EXERCISE PROMPT:
Which lines in the rows below contain the word "tree"? Show each of those lines in full.

-.-.-

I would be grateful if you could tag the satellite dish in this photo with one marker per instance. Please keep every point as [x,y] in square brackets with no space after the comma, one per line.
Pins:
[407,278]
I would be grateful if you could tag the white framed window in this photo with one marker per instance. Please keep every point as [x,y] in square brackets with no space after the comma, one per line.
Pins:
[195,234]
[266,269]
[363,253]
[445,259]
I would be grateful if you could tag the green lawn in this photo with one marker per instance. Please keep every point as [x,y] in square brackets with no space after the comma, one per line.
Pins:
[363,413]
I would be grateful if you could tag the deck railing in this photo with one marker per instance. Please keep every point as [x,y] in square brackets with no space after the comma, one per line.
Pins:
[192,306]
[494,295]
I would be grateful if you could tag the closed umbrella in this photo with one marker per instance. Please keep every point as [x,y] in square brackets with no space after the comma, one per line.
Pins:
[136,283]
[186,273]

-.-.-

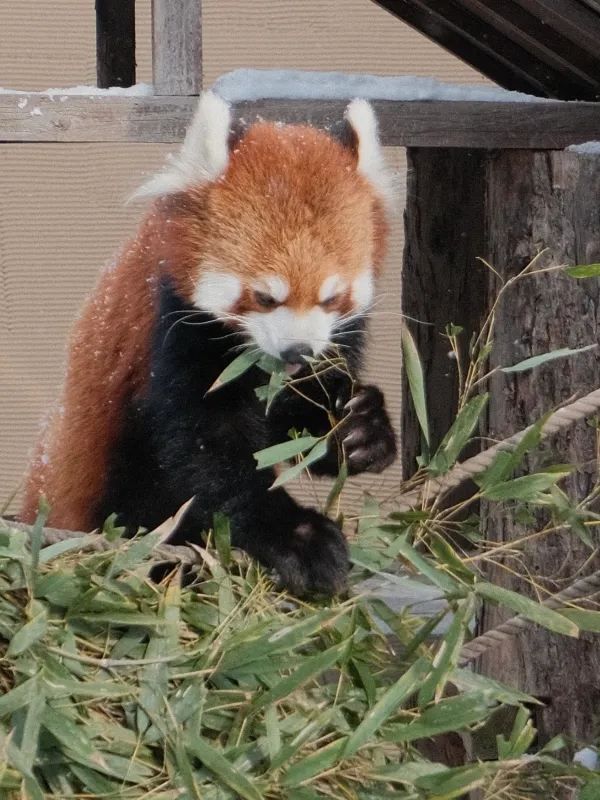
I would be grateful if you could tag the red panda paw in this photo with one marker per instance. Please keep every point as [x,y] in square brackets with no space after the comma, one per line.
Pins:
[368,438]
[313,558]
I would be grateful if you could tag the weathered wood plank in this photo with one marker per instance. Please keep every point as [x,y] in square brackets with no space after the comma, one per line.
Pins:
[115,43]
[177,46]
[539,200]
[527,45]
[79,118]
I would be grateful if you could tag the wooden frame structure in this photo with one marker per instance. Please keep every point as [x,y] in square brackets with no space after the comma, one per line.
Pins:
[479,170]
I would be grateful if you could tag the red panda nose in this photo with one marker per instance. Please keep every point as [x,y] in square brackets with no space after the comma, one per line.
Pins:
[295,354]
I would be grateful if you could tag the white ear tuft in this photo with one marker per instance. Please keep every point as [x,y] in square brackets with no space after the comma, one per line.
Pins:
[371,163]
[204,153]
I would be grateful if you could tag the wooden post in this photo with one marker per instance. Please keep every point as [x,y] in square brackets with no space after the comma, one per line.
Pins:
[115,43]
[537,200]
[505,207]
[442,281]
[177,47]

-.-.-

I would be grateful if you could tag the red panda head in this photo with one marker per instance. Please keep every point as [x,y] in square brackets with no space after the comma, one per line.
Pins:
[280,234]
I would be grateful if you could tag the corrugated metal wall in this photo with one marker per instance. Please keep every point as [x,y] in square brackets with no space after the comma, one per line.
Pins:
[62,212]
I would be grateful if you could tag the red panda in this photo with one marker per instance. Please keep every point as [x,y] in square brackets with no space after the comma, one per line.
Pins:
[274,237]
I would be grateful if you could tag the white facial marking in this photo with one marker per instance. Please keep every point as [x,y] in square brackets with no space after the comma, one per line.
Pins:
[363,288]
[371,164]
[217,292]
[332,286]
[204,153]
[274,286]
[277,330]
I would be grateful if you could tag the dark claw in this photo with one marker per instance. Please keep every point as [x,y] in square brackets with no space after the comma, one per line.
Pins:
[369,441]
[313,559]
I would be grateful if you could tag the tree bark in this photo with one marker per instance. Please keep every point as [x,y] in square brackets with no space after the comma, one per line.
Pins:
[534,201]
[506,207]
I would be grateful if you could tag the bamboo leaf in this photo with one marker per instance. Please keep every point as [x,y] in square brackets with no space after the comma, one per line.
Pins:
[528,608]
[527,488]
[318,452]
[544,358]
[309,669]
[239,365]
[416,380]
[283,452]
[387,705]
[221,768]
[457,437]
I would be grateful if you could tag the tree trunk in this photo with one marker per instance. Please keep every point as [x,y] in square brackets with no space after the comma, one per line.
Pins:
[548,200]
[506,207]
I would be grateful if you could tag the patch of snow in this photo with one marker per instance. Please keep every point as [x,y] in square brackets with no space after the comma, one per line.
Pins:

-.-.-

TASK RESULT:
I would be grateful if you could tag the tree bark in this photo with one marker per instance. Please keep every point as [x,y] in square brackets with no space after the comma, one per line.
I would be grateful if you could tag the tree trunk in this photo with one marker per instance. Please keep every point as [x,y] in square brackets with no space after the comma, one per line.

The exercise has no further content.